ESTRATTO DEL TESTO

☆ ☆ ☆ ☆

NOTIZIE STORICHE E IPOTESI DI RESTAURO

Edizione curata dai "Centri culturali Jannuzzi", Tip. D. Guglielmi, Andria, 1981
di F. Nicolamarino - A. Lambo - A. Giorgio

trascrizione in ebook
Vista d'insieme
LAURA DI S. CROCE: Vista d'insieme
(Foto Studio G 7 - Andria)

CAP. 2

EVOLUZIONE ARCHITETTONICA
E DESCRIZIONE DELLA STATO ATTUALE

di Francesco Nicolamarino - Antonio Giorgio

La zona in cui la Cripta di Santa Croce è localizzata, è caratterizzata dalla natura del terreno che è prevalentemente tufacea, con presenza di grosse cavità sia naturali, sia derivanti da dilavamento. Ciò è determinato dal fatto che in tempi remoti, quella zona era a natura alluvionale, serviva perciò da zona di transito delle acque piovane provenienti dalle prime propaggini della Murgia. È possibile anche, come è asserito in un testo della fine del secolo scorso (1), che poco più a valle nella zona denominata di Santa Margherita, nei pressi cioè del Santuario della Madonna dei Miracoli, doveva trovarsi il letto del fiume Aveldio, il quale sfociava seguendo probabilmente il corso dell'attuale collettore di scarico della città di Andria, fra Barletta e Trani. In tale direzione vanno anche le affermazioni rilevabili nell'antica tavola fatta della zona da Corrado Pentinger.

Il cronista Leone Ostiense, inoltre, narrando di una restituzione di beni esistenti in Puglia, avvenuta il 5 maggio 943, nella descrizione dei terreni parla della presenza del fiume suddetto. Queste notizie hanno una duplice importanza, poiché da un lato motivano da dove deriva la denominazione che si dà alla zona e cioè "Lagnoni", cioè letto artificiale per acque (2), dall'altro danno una spiegazione della natura geologica del suolo e del sottosuolo. Questa zona, ricca di cavità sotterranee, particolarmente si prestava quindi a favorire gli insediamenti, di qualsiasi natura essi fossero, considerando anche la condizione particolarmente amena del posto all'epoca alla quale facciamo riferimento. Condizioni ambientali che tra l'altro fornivano lo stato ottimale per la pastorizia e l'agricoltura, che erano le occupazioni principali degli abitatori di questi luoghi.

Santa Croce a seguito dei tagli successivi della collina, nella cui massa tufacea essa era scavata, è, col passare del tempo, rimasta isolata al centro di un fossato, circondata per due lati da una strada e per i rimanenti due lati dalle pareti della collinetta tagliata a perpendicolo, sulla quale attualmente è completamente edificato.

Lo stato di abbandono in cui si trova la cripta di Santa Croce è generale, nonostante i timidi tentativi di intervento conservativo sin qui effettuati in maniera a dir poco disarmonica, e dei quali si tratterà in maniera più approfondita in seguito.

Dappertutto vi sono erbacce, arbusti e rifiuti di ogni specie. A ciò si aggiunga il fatto che la periferia della città, a causa del perdurare di una dissennata assenza di vincoli urbanistici e storici, sta quasi completamente inglobando la zona circostante la cripta, e certamente succederà che se non si interviene in un limitatissimo lasso di tempo, si perderà per sempre questo patrimonio che per quanto rovinato esso sia, ha sempre un notevolissimo interesse storico, artistico e sociale: anche questo sarà oggetto di ulteriore specifico riferimento.

☆ ☆ ☆ ☆

DATI REGISTRATI

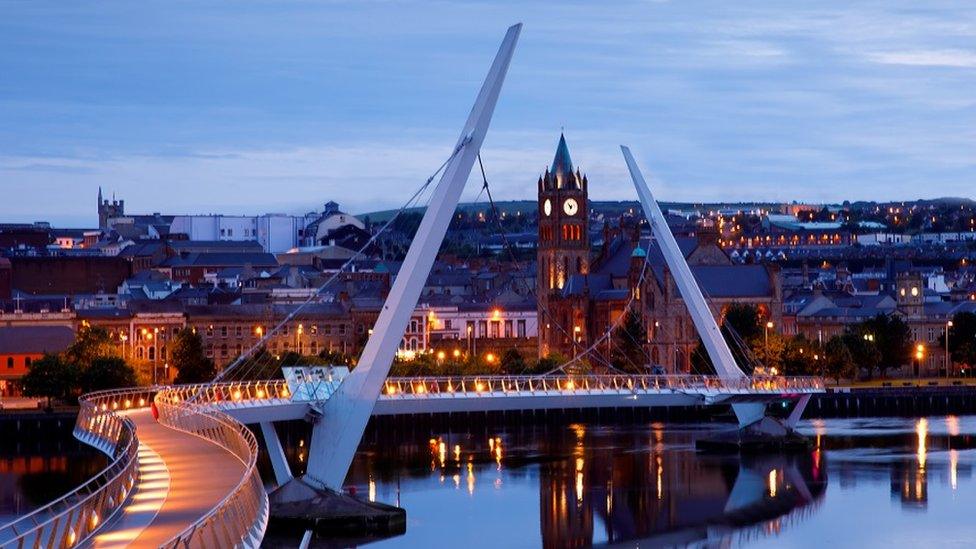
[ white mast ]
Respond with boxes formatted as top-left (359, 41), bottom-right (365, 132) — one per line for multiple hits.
top-left (305, 23), bottom-right (522, 490)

☆ ☆ ☆ ☆

ATTIVITÀ DA SVOLGERE
(a) Secondo l'estratto, in quale data avvenne la restituzione di beni in Puglia narrata dal cronista Leone Ostiense?
(b) Riproduca dall'estratto il passo che comincia con le parole "Lo stato di" e si chiude dopo le parole "approfondita in seguito.".

RISPOSTE PUNTO PER PUNTO
(a) Il 5 maggio 943.

(b)
Lo stato di abbandono in cui si trova la cripta di Santa Croce è generale, nonostante i timidi tentativi di intervento conservativo sin qui effettuati in maniera a dir poco disarmonica, e dei quali si tratterà in maniera più approfondita in seguito.